TASKS FOR THIS EXERCISE:
#1 Please print the passage on HSM security word for word, starting with "Without HSM: the" and going on through "they are valid.".
#2 Across both setups described in the passage on HSM security, what does the passage say an attacker could obtain from a compromised VM?
#3 According to the passage on HSM security, what do you do the moment you recognize the attack?

## START GIVEN PASSAGE

To your question why this is more secure: Keys are more worth than a single VM that has been compromised. If one of your VMs have been compromised and you would have your encryption keys on that VM, the attacker would have your keys.

If you have only your client ID and secret on your VM, then the attacker has only those credentials but not your keys. And as you know even with those credentials the attacker is not able to get your keys from the HSM. That means the attacker would be able to execute cryptographic operations for a certain amount of time with your credentials. The moment you recognize the attack you invalidate the credentials.

So the difference in a nutshell:

Without HSM: the attacker has your keys and can use those keys as long as they want (and they are valid).

With HSM: the attacker does not have your keys and is only able to execute cryptographic operations with your credentials as long they are valid.

## END GIVEN PASSAGE
## START RAW RECORDS

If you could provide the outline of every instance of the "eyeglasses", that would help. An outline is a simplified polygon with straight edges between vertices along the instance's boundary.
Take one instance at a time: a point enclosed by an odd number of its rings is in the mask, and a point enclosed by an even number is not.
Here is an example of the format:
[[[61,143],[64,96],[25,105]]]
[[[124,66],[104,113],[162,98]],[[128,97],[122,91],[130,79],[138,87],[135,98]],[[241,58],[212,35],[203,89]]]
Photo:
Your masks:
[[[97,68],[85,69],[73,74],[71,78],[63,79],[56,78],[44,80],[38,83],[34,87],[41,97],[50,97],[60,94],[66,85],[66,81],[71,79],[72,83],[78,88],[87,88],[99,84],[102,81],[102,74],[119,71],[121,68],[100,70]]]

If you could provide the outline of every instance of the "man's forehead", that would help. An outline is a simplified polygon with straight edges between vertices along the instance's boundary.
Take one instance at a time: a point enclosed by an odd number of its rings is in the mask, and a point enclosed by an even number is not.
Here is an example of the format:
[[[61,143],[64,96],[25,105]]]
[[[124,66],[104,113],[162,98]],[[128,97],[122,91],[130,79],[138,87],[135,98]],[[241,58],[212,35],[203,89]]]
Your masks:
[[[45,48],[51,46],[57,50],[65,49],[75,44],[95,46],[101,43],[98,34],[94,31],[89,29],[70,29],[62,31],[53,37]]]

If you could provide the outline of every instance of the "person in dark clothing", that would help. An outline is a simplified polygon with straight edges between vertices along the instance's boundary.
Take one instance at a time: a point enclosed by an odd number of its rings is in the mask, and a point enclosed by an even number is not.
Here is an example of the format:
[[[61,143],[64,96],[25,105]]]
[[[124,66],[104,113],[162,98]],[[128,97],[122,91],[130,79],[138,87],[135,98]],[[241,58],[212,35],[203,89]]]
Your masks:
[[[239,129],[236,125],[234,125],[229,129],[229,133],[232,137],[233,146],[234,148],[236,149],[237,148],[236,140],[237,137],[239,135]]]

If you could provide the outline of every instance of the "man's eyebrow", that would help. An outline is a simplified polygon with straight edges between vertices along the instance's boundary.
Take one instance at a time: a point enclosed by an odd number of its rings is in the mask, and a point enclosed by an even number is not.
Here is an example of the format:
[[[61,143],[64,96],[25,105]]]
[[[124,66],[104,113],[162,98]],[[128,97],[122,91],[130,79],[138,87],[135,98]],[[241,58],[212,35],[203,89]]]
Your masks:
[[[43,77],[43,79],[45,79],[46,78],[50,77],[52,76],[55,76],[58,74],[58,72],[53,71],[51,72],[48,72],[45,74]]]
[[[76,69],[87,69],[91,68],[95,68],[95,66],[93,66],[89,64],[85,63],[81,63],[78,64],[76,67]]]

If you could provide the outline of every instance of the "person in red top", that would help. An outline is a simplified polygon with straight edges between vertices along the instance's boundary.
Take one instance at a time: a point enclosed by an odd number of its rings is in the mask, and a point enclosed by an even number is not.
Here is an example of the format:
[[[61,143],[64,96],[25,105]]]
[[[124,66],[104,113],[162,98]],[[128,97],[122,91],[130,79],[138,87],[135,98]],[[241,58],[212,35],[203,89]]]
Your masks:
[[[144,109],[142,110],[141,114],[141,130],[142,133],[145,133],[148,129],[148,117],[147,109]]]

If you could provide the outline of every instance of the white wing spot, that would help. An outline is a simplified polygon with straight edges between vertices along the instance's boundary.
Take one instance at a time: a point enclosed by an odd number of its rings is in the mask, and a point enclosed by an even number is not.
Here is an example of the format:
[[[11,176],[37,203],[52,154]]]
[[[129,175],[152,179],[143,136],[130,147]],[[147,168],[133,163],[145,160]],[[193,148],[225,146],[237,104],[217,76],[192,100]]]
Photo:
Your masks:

## END RAW RECORDS

ANSWERS TO EACH TASK:
#1
Without HSM: the attacker has your keys and can use those keys as long as they want (and they are valid).

With HSM: the attacker does not have your keys and is only able to execute cryptographic operations with your credentials as long they are valid.

#2
- Your encryption keys (if they are kept on that VM)
- Your client ID
- Your secret

#3 You invalidate the credentials.